Dataset excerpts on object pointing:
━━━━━━━━━━━━━━━━━━━━━━━━━━━━━━

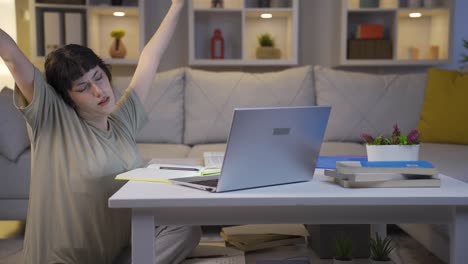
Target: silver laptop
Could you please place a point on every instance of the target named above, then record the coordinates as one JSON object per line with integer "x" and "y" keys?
{"x": 268, "y": 146}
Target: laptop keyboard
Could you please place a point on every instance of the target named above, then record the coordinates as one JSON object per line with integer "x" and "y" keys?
{"x": 209, "y": 183}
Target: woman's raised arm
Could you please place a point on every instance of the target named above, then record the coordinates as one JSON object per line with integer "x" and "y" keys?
{"x": 151, "y": 54}
{"x": 20, "y": 67}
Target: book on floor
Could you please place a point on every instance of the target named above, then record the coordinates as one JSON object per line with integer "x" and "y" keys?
{"x": 255, "y": 237}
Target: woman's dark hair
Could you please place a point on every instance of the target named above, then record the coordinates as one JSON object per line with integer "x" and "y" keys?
{"x": 65, "y": 65}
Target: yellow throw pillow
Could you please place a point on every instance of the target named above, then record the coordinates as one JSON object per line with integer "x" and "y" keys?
{"x": 444, "y": 116}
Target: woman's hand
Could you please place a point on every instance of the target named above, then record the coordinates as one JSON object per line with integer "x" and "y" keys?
{"x": 179, "y": 2}
{"x": 20, "y": 67}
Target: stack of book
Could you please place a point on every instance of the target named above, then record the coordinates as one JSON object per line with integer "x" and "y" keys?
{"x": 255, "y": 237}
{"x": 368, "y": 174}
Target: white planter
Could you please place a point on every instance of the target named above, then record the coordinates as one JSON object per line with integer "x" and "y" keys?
{"x": 335, "y": 261}
{"x": 392, "y": 152}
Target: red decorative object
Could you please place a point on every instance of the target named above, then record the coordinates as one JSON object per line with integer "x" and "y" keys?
{"x": 217, "y": 45}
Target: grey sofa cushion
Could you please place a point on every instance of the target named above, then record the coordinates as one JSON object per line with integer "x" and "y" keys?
{"x": 162, "y": 151}
{"x": 449, "y": 159}
{"x": 369, "y": 103}
{"x": 164, "y": 105}
{"x": 198, "y": 150}
{"x": 211, "y": 97}
{"x": 14, "y": 138}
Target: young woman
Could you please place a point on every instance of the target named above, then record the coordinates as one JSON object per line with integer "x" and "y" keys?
{"x": 80, "y": 139}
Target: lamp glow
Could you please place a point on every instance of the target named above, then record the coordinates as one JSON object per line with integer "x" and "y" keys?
{"x": 414, "y": 15}
{"x": 119, "y": 13}
{"x": 266, "y": 15}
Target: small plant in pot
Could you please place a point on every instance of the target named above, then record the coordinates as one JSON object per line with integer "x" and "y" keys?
{"x": 397, "y": 147}
{"x": 380, "y": 250}
{"x": 464, "y": 58}
{"x": 343, "y": 250}
{"x": 266, "y": 49}
{"x": 117, "y": 48}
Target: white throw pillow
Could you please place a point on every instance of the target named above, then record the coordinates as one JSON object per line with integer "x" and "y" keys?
{"x": 369, "y": 103}
{"x": 164, "y": 105}
{"x": 210, "y": 98}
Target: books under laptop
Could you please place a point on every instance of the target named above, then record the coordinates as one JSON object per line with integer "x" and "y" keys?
{"x": 267, "y": 146}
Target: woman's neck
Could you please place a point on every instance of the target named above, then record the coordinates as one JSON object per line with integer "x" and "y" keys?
{"x": 101, "y": 124}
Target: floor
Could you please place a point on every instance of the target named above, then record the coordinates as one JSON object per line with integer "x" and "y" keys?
{"x": 408, "y": 251}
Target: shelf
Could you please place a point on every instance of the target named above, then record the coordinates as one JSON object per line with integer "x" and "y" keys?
{"x": 220, "y": 10}
{"x": 227, "y": 4}
{"x": 120, "y": 61}
{"x": 109, "y": 10}
{"x": 240, "y": 26}
{"x": 408, "y": 41}
{"x": 377, "y": 62}
{"x": 88, "y": 24}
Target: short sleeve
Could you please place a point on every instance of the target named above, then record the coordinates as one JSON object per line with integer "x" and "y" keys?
{"x": 131, "y": 112}
{"x": 46, "y": 103}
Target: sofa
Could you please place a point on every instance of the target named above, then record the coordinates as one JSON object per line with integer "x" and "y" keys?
{"x": 190, "y": 112}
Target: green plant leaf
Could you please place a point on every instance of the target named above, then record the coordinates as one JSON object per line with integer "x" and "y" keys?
{"x": 266, "y": 40}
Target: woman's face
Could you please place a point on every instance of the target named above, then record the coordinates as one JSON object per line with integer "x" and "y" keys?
{"x": 93, "y": 95}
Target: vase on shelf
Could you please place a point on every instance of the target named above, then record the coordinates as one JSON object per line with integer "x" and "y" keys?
{"x": 336, "y": 261}
{"x": 392, "y": 152}
{"x": 117, "y": 49}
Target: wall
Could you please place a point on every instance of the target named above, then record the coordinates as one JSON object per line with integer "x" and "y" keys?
{"x": 318, "y": 39}
{"x": 319, "y": 20}
{"x": 8, "y": 23}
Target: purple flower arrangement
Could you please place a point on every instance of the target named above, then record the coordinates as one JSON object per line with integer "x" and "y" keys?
{"x": 397, "y": 138}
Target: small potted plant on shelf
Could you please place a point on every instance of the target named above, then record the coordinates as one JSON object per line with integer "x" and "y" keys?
{"x": 380, "y": 250}
{"x": 343, "y": 250}
{"x": 117, "y": 48}
{"x": 267, "y": 49}
{"x": 398, "y": 146}
{"x": 464, "y": 59}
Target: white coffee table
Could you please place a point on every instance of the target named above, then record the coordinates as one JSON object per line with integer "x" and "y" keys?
{"x": 316, "y": 202}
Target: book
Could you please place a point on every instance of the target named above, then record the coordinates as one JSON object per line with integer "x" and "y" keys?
{"x": 329, "y": 162}
{"x": 163, "y": 172}
{"x": 370, "y": 31}
{"x": 255, "y": 237}
{"x": 432, "y": 182}
{"x": 403, "y": 167}
{"x": 281, "y": 229}
{"x": 374, "y": 176}
{"x": 382, "y": 180}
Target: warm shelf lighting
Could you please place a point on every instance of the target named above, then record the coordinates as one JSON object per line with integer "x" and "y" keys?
{"x": 414, "y": 15}
{"x": 266, "y": 15}
{"x": 119, "y": 13}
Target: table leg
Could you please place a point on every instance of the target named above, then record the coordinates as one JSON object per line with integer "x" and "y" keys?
{"x": 142, "y": 238}
{"x": 459, "y": 235}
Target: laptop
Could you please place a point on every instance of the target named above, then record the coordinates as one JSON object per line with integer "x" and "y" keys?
{"x": 267, "y": 146}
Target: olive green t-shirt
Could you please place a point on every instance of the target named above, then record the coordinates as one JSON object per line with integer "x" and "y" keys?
{"x": 73, "y": 166}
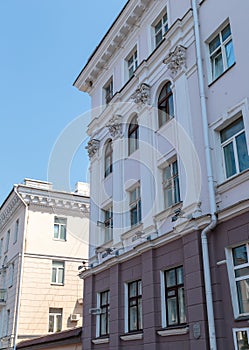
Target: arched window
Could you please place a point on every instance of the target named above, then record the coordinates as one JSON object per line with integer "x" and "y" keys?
{"x": 108, "y": 158}
{"x": 133, "y": 135}
{"x": 165, "y": 104}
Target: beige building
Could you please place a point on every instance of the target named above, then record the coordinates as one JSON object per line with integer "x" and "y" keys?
{"x": 43, "y": 241}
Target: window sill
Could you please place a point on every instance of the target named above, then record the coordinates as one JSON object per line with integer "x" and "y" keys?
{"x": 131, "y": 336}
{"x": 173, "y": 331}
{"x": 105, "y": 340}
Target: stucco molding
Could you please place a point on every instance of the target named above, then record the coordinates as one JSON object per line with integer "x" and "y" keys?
{"x": 115, "y": 126}
{"x": 141, "y": 95}
{"x": 176, "y": 60}
{"x": 92, "y": 147}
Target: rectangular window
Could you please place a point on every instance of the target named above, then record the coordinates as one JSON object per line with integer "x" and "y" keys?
{"x": 135, "y": 306}
{"x": 241, "y": 337}
{"x": 135, "y": 206}
{"x": 171, "y": 188}
{"x": 174, "y": 297}
{"x": 7, "y": 241}
{"x": 108, "y": 223}
{"x": 58, "y": 269}
{"x": 108, "y": 91}
{"x": 55, "y": 320}
{"x": 16, "y": 231}
{"x": 132, "y": 63}
{"x": 233, "y": 143}
{"x": 104, "y": 304}
{"x": 60, "y": 228}
{"x": 221, "y": 52}
{"x": 160, "y": 28}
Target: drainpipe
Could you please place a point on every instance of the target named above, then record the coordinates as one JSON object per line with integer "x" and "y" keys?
{"x": 212, "y": 201}
{"x": 20, "y": 269}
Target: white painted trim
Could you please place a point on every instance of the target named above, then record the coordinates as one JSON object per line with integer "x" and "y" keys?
{"x": 173, "y": 331}
{"x": 131, "y": 336}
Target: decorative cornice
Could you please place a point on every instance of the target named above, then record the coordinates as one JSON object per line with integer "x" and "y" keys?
{"x": 8, "y": 211}
{"x": 176, "y": 60}
{"x": 115, "y": 126}
{"x": 142, "y": 94}
{"x": 92, "y": 147}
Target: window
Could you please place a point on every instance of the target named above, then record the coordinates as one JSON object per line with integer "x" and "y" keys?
{"x": 133, "y": 136}
{"x": 104, "y": 305}
{"x": 160, "y": 28}
{"x": 132, "y": 63}
{"x": 108, "y": 158}
{"x": 108, "y": 224}
{"x": 7, "y": 241}
{"x": 235, "y": 153}
{"x": 55, "y": 320}
{"x": 165, "y": 104}
{"x": 221, "y": 52}
{"x": 16, "y": 231}
{"x": 171, "y": 188}
{"x": 60, "y": 228}
{"x": 135, "y": 306}
{"x": 58, "y": 268}
{"x": 241, "y": 337}
{"x": 174, "y": 296}
{"x": 135, "y": 206}
{"x": 11, "y": 274}
{"x": 108, "y": 91}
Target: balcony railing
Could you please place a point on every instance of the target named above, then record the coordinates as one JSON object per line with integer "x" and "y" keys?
{"x": 2, "y": 296}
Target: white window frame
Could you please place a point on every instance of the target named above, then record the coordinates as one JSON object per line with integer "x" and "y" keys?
{"x": 60, "y": 226}
{"x": 55, "y": 320}
{"x": 232, "y": 279}
{"x": 221, "y": 50}
{"x": 57, "y": 266}
{"x": 235, "y": 331}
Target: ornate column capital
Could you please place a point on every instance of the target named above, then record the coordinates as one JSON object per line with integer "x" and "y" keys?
{"x": 176, "y": 60}
{"x": 142, "y": 94}
{"x": 92, "y": 147}
{"x": 115, "y": 125}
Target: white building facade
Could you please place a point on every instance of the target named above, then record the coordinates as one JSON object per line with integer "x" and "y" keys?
{"x": 169, "y": 178}
{"x": 44, "y": 239}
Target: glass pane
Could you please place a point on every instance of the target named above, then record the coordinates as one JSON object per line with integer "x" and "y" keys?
{"x": 242, "y": 152}
{"x": 214, "y": 44}
{"x": 243, "y": 295}
{"x": 229, "y": 54}
{"x": 229, "y": 160}
{"x": 170, "y": 278}
{"x": 232, "y": 130}
{"x": 181, "y": 301}
{"x": 240, "y": 255}
{"x": 242, "y": 340}
{"x": 172, "y": 311}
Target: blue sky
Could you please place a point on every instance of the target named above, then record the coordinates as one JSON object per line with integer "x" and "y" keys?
{"x": 44, "y": 45}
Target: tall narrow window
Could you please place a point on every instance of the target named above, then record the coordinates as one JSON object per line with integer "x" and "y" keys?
{"x": 104, "y": 314}
{"x": 60, "y": 228}
{"x": 108, "y": 224}
{"x": 235, "y": 153}
{"x": 108, "y": 158}
{"x": 221, "y": 52}
{"x": 135, "y": 206}
{"x": 108, "y": 91}
{"x": 135, "y": 306}
{"x": 58, "y": 268}
{"x": 132, "y": 63}
{"x": 165, "y": 104}
{"x": 133, "y": 136}
{"x": 55, "y": 320}
{"x": 174, "y": 290}
{"x": 171, "y": 188}
{"x": 160, "y": 28}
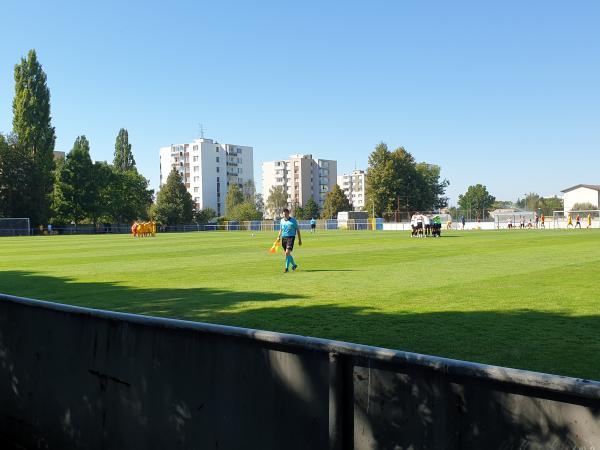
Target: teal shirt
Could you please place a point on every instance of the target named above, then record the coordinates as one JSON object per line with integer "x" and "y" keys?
{"x": 288, "y": 227}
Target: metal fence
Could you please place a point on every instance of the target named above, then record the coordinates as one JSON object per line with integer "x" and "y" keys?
{"x": 81, "y": 378}
{"x": 254, "y": 225}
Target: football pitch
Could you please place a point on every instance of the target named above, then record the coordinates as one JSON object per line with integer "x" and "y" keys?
{"x": 525, "y": 299}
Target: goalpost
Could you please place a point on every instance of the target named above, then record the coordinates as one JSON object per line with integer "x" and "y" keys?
{"x": 561, "y": 218}
{"x": 15, "y": 226}
{"x": 514, "y": 219}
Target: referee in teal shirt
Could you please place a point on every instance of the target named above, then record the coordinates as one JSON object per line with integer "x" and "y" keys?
{"x": 287, "y": 233}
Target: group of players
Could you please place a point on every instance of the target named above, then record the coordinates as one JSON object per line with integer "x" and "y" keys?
{"x": 143, "y": 229}
{"x": 578, "y": 221}
{"x": 424, "y": 226}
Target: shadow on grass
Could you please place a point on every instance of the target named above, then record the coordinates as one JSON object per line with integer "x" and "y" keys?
{"x": 526, "y": 339}
{"x": 330, "y": 270}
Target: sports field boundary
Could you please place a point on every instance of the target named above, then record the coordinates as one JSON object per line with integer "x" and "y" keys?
{"x": 197, "y": 381}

━━━━━━━━━━━━━━━━━━━━━━━━━━━━━━

• _Exercise_
Go back to the data above and please quote exactly, and only, the lines from the line with "Target: goalpost" through its last line.

• _Output of the task_
Target: goalpost
Could you please place a point on every instance of the target named above, then record the coordinates as one JSON object per line with integer "x" and "y" keys?
{"x": 561, "y": 218}
{"x": 15, "y": 226}
{"x": 514, "y": 219}
Target: referee in teal shirt
Could you please place a point on every instance of the target named above, then record the coordinates as one JSON object per line with integer "x" and "y" keys?
{"x": 287, "y": 233}
Target: group of players
Could you please place a point on every instance of the target named above, then record the coordinates as one JSON object per line with integer "x" and "y" keys?
{"x": 143, "y": 229}
{"x": 578, "y": 221}
{"x": 424, "y": 226}
Target: shadow on grass
Could you please place a point on every instance of the target named above, then record the coordinates as one JSON object per line with integer "x" and "y" keys?
{"x": 526, "y": 339}
{"x": 330, "y": 270}
Target: sports field boundary
Could you please place a point on every instance of the target named above, then record the coordinates as one JSON object per line with integer "x" and "y" keys?
{"x": 197, "y": 381}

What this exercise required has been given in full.